AIM - Format every line of the entries below as a numbered list, leaving out blank lines and the pictures.
[BEGIN RECORDS FOR THIS EXERCISE]
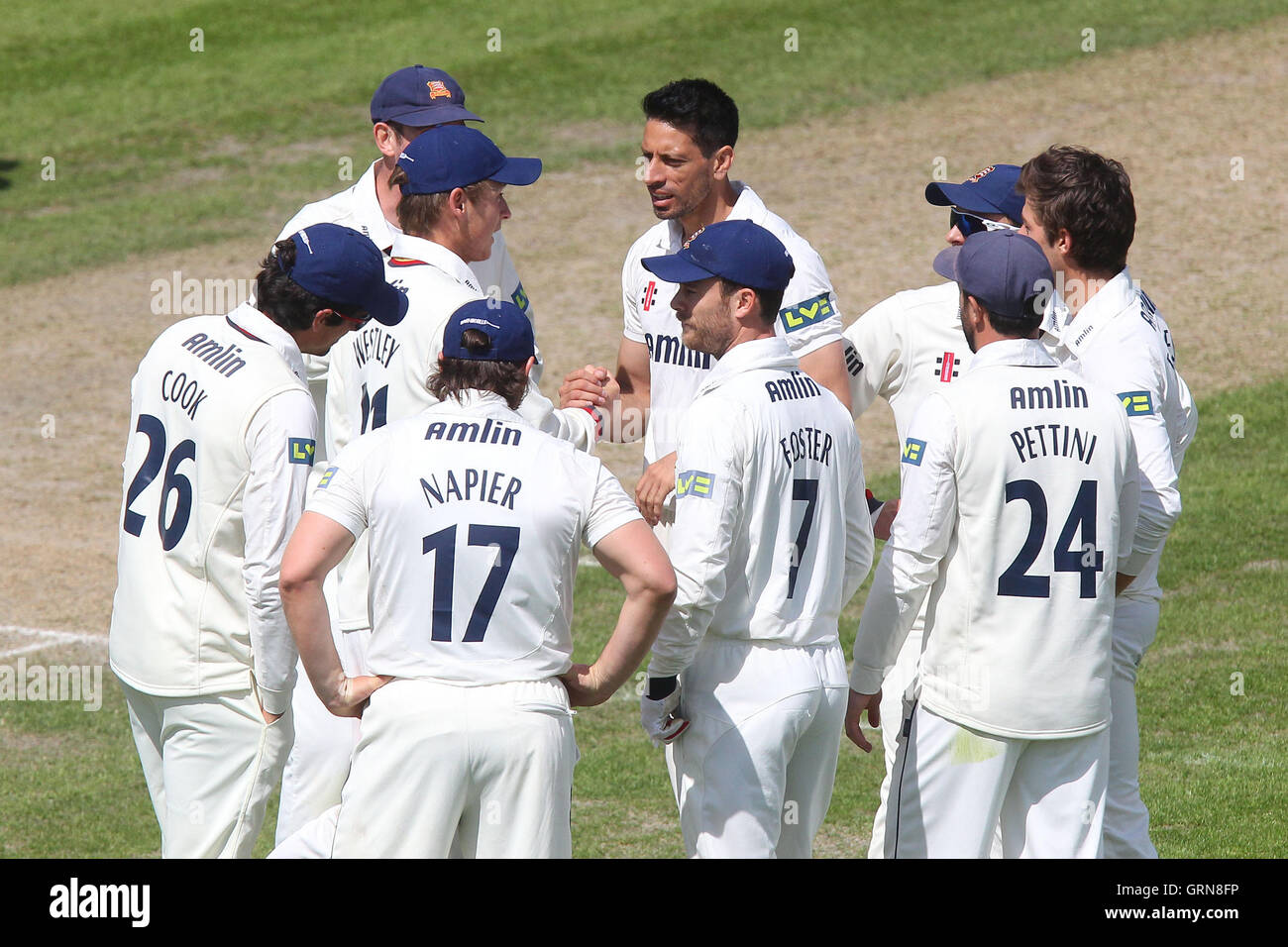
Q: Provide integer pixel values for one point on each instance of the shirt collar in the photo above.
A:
(1074, 333)
(758, 354)
(1025, 352)
(256, 325)
(369, 215)
(438, 257)
(476, 402)
(747, 206)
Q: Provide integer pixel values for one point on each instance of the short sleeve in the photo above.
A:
(610, 506)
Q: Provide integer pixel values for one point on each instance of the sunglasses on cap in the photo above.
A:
(969, 223)
(357, 321)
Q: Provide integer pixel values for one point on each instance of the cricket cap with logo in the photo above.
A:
(735, 250)
(1005, 270)
(990, 191)
(343, 266)
(452, 157)
(419, 95)
(505, 326)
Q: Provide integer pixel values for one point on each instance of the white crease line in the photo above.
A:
(52, 635)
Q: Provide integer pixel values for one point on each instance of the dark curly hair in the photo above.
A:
(697, 107)
(286, 302)
(1073, 188)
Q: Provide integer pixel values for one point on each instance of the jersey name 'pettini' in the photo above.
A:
(794, 388)
(1054, 441)
(481, 486)
(490, 432)
(1060, 394)
(807, 444)
(374, 344)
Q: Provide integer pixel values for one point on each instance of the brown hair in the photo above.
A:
(417, 214)
(771, 300)
(286, 302)
(458, 375)
(1076, 189)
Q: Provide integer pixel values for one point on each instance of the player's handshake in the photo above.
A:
(590, 386)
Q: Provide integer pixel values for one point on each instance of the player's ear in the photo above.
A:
(721, 161)
(1064, 241)
(456, 201)
(386, 140)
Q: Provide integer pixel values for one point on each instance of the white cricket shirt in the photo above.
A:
(359, 208)
(772, 534)
(1019, 502)
(378, 373)
(222, 440)
(905, 348)
(809, 320)
(476, 521)
(1120, 342)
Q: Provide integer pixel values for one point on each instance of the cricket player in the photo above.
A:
(452, 179)
(903, 350)
(223, 436)
(403, 106)
(1018, 509)
(690, 134)
(476, 519)
(1078, 206)
(772, 538)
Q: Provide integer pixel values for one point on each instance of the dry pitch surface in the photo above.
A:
(1209, 250)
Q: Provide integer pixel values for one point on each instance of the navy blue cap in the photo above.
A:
(1004, 269)
(735, 250)
(991, 191)
(419, 95)
(503, 324)
(451, 157)
(346, 268)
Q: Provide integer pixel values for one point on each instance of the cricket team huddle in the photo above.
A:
(368, 518)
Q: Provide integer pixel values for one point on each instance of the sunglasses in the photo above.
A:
(969, 223)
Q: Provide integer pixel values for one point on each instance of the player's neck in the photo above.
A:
(1078, 286)
(385, 195)
(715, 208)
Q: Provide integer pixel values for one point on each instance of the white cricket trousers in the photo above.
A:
(752, 775)
(953, 784)
(489, 764)
(210, 764)
(1126, 815)
(323, 742)
(896, 701)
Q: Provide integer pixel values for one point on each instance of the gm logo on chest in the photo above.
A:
(947, 367)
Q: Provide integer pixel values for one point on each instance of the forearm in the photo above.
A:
(636, 629)
(626, 419)
(310, 626)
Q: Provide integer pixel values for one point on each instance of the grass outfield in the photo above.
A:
(158, 147)
(1214, 745)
[END RECORDS FOR THIS EXERCISE]
SOLUTION FOR THIS TASK -
1. Q: Provide integer pixel values for one point on each instance of the shirt collar in the photo above.
2. A:
3. (1074, 333)
4. (758, 354)
5. (1025, 352)
6. (256, 325)
7. (369, 215)
8. (438, 257)
9. (476, 402)
10. (747, 206)
11. Q: Provide integer pixel values for one point on each instance of the short sleeve in the photo above.
12. A:
13. (610, 506)
14. Q: Provide integer pixel values for one point on each instance of the sunglasses on cap in the photo above.
15. A:
16. (969, 223)
17. (357, 321)
18. Q: Provide integer pixel values for one point on each instance of the cricket cap with logo in the photo above.
19. A:
20. (735, 250)
21. (1005, 270)
22. (990, 191)
23. (343, 266)
24. (452, 157)
25. (419, 95)
26. (505, 326)
27. Q: Provide integer pixel values for one point on each instance of the white crease line in the photo above.
28. A:
29. (52, 635)
30. Q: Provide integer pixel values for one point on each instance of the dark curly hair in the photo above.
31. A:
32. (697, 107)
33. (286, 302)
34. (1073, 188)
35. Q: Provide integer pixel values for one point on each instance of the jersey name 'pettini' in the photo above.
36. A:
37. (794, 388)
38. (1054, 441)
39. (481, 486)
40. (490, 432)
41. (1060, 394)
42. (807, 444)
43. (374, 344)
44. Q: Provide integer pixel values for one point on each instance of the brown hair in the photo above.
45. A:
46. (417, 214)
47. (771, 300)
48. (286, 302)
49. (458, 375)
50. (1076, 189)
51. Q: Provide integer pixel values for one point on each instance of the player's handshake in the photo above.
52. A:
53. (590, 386)
54. Q: Provide integer pixel values for one point on each instance of the player's ear in the photo above.
55. A:
56. (721, 161)
57. (1064, 241)
58. (456, 201)
59. (386, 140)
60. Q: Provide integer pixel values for one point on each instance of the white cricket shirt in the photo above.
61. A:
62. (359, 208)
63. (772, 534)
64. (1019, 502)
65. (378, 373)
66. (222, 440)
67. (905, 348)
68. (809, 320)
69. (476, 521)
70. (1120, 342)
71. Q: Provide integer pixel values for one point on each instance of the cricket player in the photo above.
72. A:
73. (452, 179)
74. (903, 350)
75. (223, 436)
76. (403, 106)
77. (1018, 509)
78. (690, 134)
79. (476, 519)
80. (1078, 206)
81. (772, 538)
82. Q: Provide integer pixel values for one point on each instance of the dry pitch surface in the photo above.
83. A:
84. (1209, 250)
85. Q: Provide integer pixel values for one point on each instance of the navy blue cap in the photo above.
86. A:
87. (1004, 269)
88. (735, 250)
89. (991, 191)
90. (419, 95)
91. (503, 324)
92. (451, 157)
93. (346, 268)
94. Q: Provide integer pixel values for one point on each instance of the cricket team huddle in the photo above.
95. A:
96. (368, 518)
97. Q: Provide integer pixel values for one point on each instance of the sunglasses in the photo above.
98. A:
99. (969, 223)
100. Q: Provide integer pixel values for one point on each instance of the player's neck in the photo above.
101. A:
102. (1078, 286)
103. (385, 195)
104. (715, 208)
105. Q: Provide integer pixel values for one point on each instance of the white cricket trousers in the photo above.
106. A:
107. (752, 775)
108. (953, 784)
109. (489, 764)
110. (210, 764)
111. (1126, 815)
112. (323, 742)
113. (896, 701)
114. Q: Provide integer pixel values for one point on each instance of the gm logo on chest in the photo above.
115. A:
116. (947, 367)
117. Q: Provide integer pixel values for one point on each instance of the forearm in the photo above.
118. A:
119. (636, 629)
120. (626, 419)
121. (310, 626)
122. Q: Provide integer pixel values for one point on each instance of the grass outfield in the photo above.
123. A:
124. (158, 147)
125. (1214, 745)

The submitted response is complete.